■ What is being asked: For the entries below, the expected answer is the line with "Identify the cloudy", the line with "Identify the stadium", and every line between them, exactly as written, and nothing more.
**** Dataset content
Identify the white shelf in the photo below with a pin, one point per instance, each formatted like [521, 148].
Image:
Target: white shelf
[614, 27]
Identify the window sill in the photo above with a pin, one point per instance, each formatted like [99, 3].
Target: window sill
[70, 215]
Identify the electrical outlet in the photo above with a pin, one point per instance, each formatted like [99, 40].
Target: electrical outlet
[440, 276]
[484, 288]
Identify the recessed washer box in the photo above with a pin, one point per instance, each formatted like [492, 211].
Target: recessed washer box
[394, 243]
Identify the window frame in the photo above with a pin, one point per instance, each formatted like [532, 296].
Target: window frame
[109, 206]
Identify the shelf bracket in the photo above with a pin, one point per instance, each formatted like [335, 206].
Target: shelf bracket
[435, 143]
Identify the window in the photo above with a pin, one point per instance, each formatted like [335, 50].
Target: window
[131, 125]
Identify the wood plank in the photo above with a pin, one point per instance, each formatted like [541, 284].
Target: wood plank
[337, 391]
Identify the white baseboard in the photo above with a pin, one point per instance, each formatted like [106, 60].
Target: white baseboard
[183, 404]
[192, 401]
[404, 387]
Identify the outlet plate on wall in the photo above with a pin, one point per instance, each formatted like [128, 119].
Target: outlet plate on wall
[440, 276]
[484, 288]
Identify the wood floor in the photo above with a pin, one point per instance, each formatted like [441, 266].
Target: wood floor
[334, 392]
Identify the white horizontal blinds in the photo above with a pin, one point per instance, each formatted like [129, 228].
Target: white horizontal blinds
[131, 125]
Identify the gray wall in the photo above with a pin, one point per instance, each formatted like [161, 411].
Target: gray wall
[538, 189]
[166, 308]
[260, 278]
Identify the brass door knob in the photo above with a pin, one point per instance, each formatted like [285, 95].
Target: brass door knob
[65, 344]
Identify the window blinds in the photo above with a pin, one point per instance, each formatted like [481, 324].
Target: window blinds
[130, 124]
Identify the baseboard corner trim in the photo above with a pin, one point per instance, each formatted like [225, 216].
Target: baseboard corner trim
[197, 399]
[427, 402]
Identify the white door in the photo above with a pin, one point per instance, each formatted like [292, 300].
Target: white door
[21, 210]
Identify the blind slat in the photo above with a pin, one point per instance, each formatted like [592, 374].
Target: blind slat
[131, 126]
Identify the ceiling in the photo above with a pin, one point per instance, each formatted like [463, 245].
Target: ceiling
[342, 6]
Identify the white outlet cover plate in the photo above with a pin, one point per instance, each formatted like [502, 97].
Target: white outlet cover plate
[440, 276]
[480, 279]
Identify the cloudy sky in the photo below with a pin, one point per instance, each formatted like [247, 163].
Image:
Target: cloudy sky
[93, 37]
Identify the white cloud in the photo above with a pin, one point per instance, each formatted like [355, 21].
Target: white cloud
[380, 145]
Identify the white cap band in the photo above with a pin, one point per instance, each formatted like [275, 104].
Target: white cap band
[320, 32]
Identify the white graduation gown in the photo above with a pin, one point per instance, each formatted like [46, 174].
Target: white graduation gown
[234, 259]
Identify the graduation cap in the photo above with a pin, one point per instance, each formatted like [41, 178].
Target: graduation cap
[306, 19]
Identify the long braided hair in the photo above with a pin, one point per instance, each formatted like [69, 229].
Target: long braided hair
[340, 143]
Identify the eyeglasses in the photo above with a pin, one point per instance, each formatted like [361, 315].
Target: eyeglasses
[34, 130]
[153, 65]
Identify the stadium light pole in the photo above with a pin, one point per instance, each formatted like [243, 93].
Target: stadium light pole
********
■ Result for this exercise:
Identify the cloudy sky in the photo below with a pin, one point per instance, each formatted like [247, 163].
Image:
Target: cloudy sky
[93, 37]
Identify the white cloud in the photo above with a pin, one point per instance, each formatted like [355, 21].
Target: white cloud
[380, 145]
Identify the white cap band in the photo above with a pin, one point per instance, each formatted like [275, 104].
Target: white cap band
[320, 32]
Identify the white graduation gown in the photo above with a pin, one point per instance, each formatted like [46, 174].
Target: white graduation gown
[234, 259]
Identify the graduation cap in the photo above with a pin, one point per instance, each formatted like [41, 178].
Target: graduation cap
[306, 19]
Identify the long braided hair in the photo above with a pin, one point per instance, each formatted like [69, 229].
Target: long braided hair
[340, 143]
Identify the eyeglasses in the photo above with a pin, one point per instance, each formatted like [361, 315].
Target: eyeglasses
[34, 130]
[153, 65]
Identify the stadium light pole in the photo above with a pin, one point per instance, each formatted like [243, 93].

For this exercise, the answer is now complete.